## Aim of the exercise
Every line of the entries below that includes "object" belongs in the answer, copied as written.

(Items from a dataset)
>>>
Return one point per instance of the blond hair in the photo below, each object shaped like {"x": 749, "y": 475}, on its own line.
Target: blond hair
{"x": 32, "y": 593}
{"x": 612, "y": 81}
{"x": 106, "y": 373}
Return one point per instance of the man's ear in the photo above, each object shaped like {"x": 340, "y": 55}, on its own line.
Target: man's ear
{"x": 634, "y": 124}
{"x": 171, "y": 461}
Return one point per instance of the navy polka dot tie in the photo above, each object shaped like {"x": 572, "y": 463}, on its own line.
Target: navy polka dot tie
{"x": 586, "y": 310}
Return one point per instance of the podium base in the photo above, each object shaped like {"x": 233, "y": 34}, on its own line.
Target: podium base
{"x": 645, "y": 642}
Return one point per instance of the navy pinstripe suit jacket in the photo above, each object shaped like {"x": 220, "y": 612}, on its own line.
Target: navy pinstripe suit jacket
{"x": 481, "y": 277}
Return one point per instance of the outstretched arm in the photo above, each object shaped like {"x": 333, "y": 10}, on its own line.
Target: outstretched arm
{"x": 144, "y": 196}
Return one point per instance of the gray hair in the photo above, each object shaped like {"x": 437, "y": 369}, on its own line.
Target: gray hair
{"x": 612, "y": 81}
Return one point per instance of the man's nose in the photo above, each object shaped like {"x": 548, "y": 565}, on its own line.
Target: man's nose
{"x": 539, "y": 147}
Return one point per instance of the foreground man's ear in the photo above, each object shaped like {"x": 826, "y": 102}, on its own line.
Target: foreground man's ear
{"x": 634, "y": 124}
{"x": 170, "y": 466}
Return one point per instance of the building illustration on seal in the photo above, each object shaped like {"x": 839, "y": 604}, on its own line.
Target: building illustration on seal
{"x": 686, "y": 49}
<<<
## Expected answer
Return one point per instance of the blond hair in the photo below, each object shaped like {"x": 749, "y": 475}, on its own line.
Return one point per instance of the man's ear in the photo above, each object shaped like {"x": 340, "y": 55}, on its own line.
Return one point per instance of the navy polka dot tie in the photo above, each object shaped like {"x": 572, "y": 463}, on its own line.
Return one point per instance of the podium base in the photo above, each object shaped like {"x": 233, "y": 34}, on its own line.
Return one point per instance of the navy pinstripe suit jacket in the photo above, each object shaped like {"x": 220, "y": 612}, on its own line.
Return one point per instance of the outstretched arm in the photo above, each object shaped like {"x": 333, "y": 10}, on its own line.
Return one point per instance of the gray hair in the photo above, each object shaped like {"x": 437, "y": 369}, on its own line.
Return one point per instance of the man's nose in the photo above, each object shaped like {"x": 548, "y": 565}, on its own line.
Return one point per instance of the foreground man's ear in the photo above, each object shaped like {"x": 826, "y": 102}, on its own line.
Return one point per instance of the building illustration on seal in the photo above, each object shaped like {"x": 839, "y": 604}, on its own line.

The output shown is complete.